#### Problem
Extract every line of the records below that contains the string "body", and reproduce each such line in full.
— begin Records for this task —
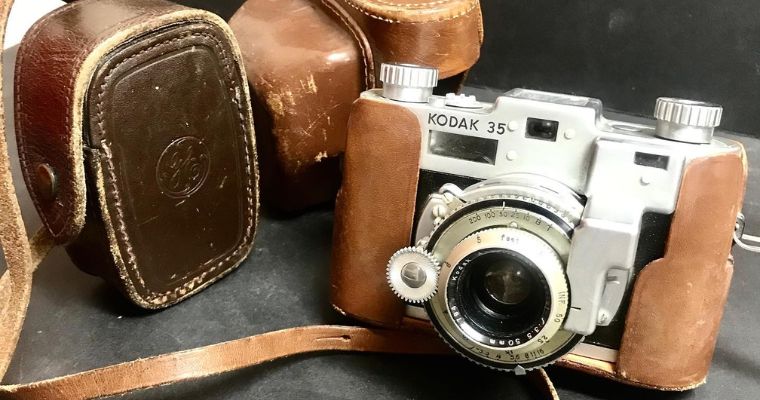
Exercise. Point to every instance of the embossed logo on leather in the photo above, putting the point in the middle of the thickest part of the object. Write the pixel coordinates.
(183, 167)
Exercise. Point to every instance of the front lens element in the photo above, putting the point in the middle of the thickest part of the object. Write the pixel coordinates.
(507, 281)
(501, 295)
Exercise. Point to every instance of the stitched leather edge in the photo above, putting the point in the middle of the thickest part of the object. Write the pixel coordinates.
(194, 283)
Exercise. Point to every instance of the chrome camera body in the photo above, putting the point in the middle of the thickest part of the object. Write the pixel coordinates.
(535, 213)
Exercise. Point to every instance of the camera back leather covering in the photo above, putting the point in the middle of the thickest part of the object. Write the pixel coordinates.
(136, 142)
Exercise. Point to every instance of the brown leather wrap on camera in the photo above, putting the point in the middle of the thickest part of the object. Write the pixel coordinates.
(49, 97)
(308, 60)
(23, 255)
(673, 320)
(374, 211)
(445, 34)
(133, 123)
(677, 301)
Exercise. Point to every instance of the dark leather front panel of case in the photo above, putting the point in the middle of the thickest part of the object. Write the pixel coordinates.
(168, 129)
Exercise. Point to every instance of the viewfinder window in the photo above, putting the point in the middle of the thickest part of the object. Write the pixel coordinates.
(542, 129)
(469, 148)
(651, 160)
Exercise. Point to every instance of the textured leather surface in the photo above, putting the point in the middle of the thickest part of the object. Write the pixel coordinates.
(305, 86)
(49, 96)
(171, 166)
(676, 304)
(374, 209)
(446, 34)
(673, 320)
(306, 61)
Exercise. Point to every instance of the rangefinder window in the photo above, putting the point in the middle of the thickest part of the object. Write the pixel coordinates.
(541, 129)
(463, 147)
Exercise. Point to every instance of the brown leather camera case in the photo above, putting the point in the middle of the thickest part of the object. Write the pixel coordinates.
(136, 142)
(677, 301)
(308, 60)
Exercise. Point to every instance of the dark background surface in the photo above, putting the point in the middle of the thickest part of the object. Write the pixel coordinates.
(626, 53)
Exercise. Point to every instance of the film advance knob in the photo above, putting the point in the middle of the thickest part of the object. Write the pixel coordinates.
(413, 274)
(686, 121)
(408, 82)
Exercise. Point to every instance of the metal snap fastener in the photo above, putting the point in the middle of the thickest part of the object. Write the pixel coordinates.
(47, 181)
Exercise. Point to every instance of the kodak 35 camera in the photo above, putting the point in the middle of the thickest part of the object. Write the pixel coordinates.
(540, 226)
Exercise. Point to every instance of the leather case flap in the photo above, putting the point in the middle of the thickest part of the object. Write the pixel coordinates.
(57, 59)
(143, 119)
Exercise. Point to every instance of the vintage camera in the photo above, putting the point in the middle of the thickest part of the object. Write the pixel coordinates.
(534, 216)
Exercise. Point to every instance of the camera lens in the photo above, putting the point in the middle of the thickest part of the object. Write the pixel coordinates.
(502, 294)
(507, 282)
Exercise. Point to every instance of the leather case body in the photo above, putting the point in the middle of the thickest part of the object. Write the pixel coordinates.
(136, 142)
(676, 303)
(308, 60)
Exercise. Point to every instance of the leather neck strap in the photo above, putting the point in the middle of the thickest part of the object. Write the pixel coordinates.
(23, 255)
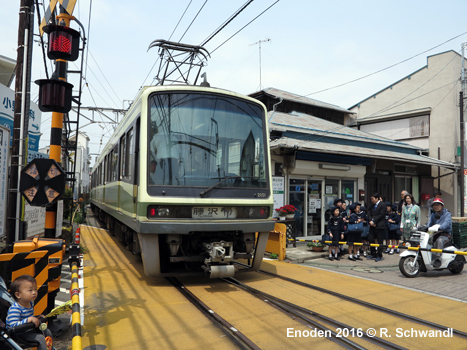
— end Records for this task —
#### Written solution
Exercise. Point to every instance of the chrome camera body in the photo above, putting the point in the middle of the thickest part of the object. Write the pixel coordinates.
Exercise. Point to every instance of the leather case body in the photo above, putting the point in the middle of the thickest part of the object. Write the pixel coordinates.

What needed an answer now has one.